• **YOUR INSTRUCTIONS**
The data below is to be repeated in full, exactly as shown.

Segment Start: PROVIDED INFORMATION

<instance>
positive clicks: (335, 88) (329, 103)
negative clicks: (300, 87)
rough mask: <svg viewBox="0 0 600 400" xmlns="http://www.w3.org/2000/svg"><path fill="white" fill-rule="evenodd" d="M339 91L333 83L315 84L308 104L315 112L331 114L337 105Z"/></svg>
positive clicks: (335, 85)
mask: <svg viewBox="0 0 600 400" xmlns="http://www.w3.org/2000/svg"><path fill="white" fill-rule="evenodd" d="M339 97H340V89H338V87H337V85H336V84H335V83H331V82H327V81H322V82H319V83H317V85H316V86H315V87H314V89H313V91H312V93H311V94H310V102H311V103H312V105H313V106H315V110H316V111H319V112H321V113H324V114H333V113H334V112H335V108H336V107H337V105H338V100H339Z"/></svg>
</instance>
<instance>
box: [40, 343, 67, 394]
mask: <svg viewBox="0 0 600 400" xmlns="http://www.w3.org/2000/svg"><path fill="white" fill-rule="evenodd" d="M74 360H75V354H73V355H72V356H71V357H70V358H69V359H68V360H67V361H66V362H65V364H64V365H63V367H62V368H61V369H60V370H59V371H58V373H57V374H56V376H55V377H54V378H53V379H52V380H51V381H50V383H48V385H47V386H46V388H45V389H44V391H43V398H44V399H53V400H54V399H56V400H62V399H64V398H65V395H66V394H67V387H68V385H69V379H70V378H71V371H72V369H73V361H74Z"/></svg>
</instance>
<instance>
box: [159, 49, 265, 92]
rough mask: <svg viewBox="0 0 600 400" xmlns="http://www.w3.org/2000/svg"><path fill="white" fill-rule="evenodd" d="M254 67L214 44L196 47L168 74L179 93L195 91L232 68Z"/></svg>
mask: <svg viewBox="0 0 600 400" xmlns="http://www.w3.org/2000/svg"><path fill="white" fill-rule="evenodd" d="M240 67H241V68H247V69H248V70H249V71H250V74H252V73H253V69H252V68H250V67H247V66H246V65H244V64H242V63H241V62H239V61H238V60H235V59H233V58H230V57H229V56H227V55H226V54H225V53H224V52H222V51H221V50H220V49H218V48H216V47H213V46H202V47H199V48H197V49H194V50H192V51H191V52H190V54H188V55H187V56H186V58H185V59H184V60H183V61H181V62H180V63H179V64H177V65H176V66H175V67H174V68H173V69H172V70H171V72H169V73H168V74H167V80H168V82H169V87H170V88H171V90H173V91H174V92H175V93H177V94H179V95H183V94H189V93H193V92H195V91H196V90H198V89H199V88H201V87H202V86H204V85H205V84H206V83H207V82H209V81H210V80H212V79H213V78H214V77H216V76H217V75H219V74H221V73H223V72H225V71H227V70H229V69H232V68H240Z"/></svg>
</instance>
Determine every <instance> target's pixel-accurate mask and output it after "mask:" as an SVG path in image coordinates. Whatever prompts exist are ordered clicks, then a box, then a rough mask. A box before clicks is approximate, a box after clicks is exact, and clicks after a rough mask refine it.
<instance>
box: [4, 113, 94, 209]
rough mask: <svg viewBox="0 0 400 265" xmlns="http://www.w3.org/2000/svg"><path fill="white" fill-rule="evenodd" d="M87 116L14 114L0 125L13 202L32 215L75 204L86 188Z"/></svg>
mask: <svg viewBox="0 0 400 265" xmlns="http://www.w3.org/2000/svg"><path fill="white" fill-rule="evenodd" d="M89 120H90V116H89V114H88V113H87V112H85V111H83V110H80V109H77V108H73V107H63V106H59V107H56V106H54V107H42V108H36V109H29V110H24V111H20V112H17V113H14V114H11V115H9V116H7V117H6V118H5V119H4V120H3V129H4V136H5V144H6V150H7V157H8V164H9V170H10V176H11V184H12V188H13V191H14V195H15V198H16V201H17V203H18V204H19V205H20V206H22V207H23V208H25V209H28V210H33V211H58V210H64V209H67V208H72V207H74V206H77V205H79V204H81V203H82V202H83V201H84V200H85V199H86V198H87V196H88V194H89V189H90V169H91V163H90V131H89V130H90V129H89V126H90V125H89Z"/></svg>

Segment End: PROVIDED INFORMATION

• **RESULT BELOW**
<instance>
positive clicks: (335, 88) (329, 103)
negative clicks: (300, 87)
rough mask: <svg viewBox="0 0 600 400" xmlns="http://www.w3.org/2000/svg"><path fill="white" fill-rule="evenodd" d="M339 91L333 83L315 84L308 104L315 112L331 114L337 105Z"/></svg>
positive clicks: (335, 85)
mask: <svg viewBox="0 0 600 400" xmlns="http://www.w3.org/2000/svg"><path fill="white" fill-rule="evenodd" d="M339 97H340V89H338V87H337V85H336V84H335V83H331V82H327V81H322V82H319V83H317V85H316V86H315V87H314V89H313V91H312V93H311V94H310V102H311V103H312V105H313V106H315V110H316V111H319V112H321V113H324V114H333V113H334V112H335V108H336V107H337V105H338V100H339Z"/></svg>
</instance>
<instance>
box: [40, 343, 67, 394]
mask: <svg viewBox="0 0 600 400" xmlns="http://www.w3.org/2000/svg"><path fill="white" fill-rule="evenodd" d="M74 360H75V354H73V355H72V356H71V357H70V358H69V359H68V360H67V361H66V362H65V364H64V365H63V367H62V368H61V369H60V370H59V371H58V373H57V374H56V376H55V377H54V378H53V379H52V380H51V381H50V383H48V385H47V386H46V388H45V389H44V391H43V398H44V399H53V400H54V399H56V400H62V399H64V398H65V395H66V394H67V387H68V385H69V379H70V378H71V371H72V369H73V361H74Z"/></svg>
</instance>
<instance>
box: [159, 49, 265, 92]
rough mask: <svg viewBox="0 0 600 400" xmlns="http://www.w3.org/2000/svg"><path fill="white" fill-rule="evenodd" d="M254 67L214 44L196 47L168 74L179 93L195 91L232 68Z"/></svg>
mask: <svg viewBox="0 0 600 400" xmlns="http://www.w3.org/2000/svg"><path fill="white" fill-rule="evenodd" d="M240 67H241V68H247V69H248V70H249V71H250V74H252V73H253V69H252V68H250V67H247V66H246V65H244V64H242V63H241V62H239V61H238V60H235V59H233V58H230V57H229V56H227V55H226V54H225V53H224V52H222V51H221V50H220V49H218V48H216V47H213V46H202V47H199V48H197V49H194V50H192V51H191V52H190V54H188V55H187V56H186V58H185V59H184V60H183V61H181V62H180V63H179V64H177V65H176V66H175V67H174V68H173V69H172V70H171V72H169V73H168V74H167V80H168V82H169V87H170V88H171V90H173V91H174V92H175V93H177V94H179V95H183V94H189V93H193V92H195V91H196V90H198V89H199V88H201V87H202V86H204V85H205V84H206V83H207V82H209V81H210V80H212V79H213V78H214V77H216V76H217V75H219V74H221V73H223V72H225V71H227V70H229V69H232V68H240Z"/></svg>
</instance>
Determine every <instance> target's pixel-accurate mask and output it after "mask:" as an SVG path in image coordinates. Whatever prompts exist are ordered clicks, then a box, then a rough mask. A box before clicks is approximate, a box after clicks is exact, and clicks after a rough mask refine it.
<instance>
box: [4, 113, 94, 209]
rough mask: <svg viewBox="0 0 400 265" xmlns="http://www.w3.org/2000/svg"><path fill="white" fill-rule="evenodd" d="M87 116L14 114L0 125L13 202L32 215L75 204L86 188Z"/></svg>
mask: <svg viewBox="0 0 400 265" xmlns="http://www.w3.org/2000/svg"><path fill="white" fill-rule="evenodd" d="M89 120H90V116H89V114H88V113H87V112H85V111H83V110H80V109H77V108H73V107H63V106H59V107H56V106H54V107H42V108H36V109H29V110H24V111H20V112H17V113H14V114H11V115H9V116H7V117H6V118H5V119H4V120H3V129H4V136H5V144H6V150H7V157H8V164H9V170H10V176H11V184H12V188H13V191H14V195H15V198H16V201H17V203H18V204H19V205H20V206H22V207H23V208H25V209H28V210H33V211H58V210H64V209H67V208H72V207H74V206H77V205H79V204H81V203H82V202H83V201H84V200H85V199H86V198H87V196H88V194H89V189H90V169H91V163H90V131H89V130H90V129H89V126H90V125H89Z"/></svg>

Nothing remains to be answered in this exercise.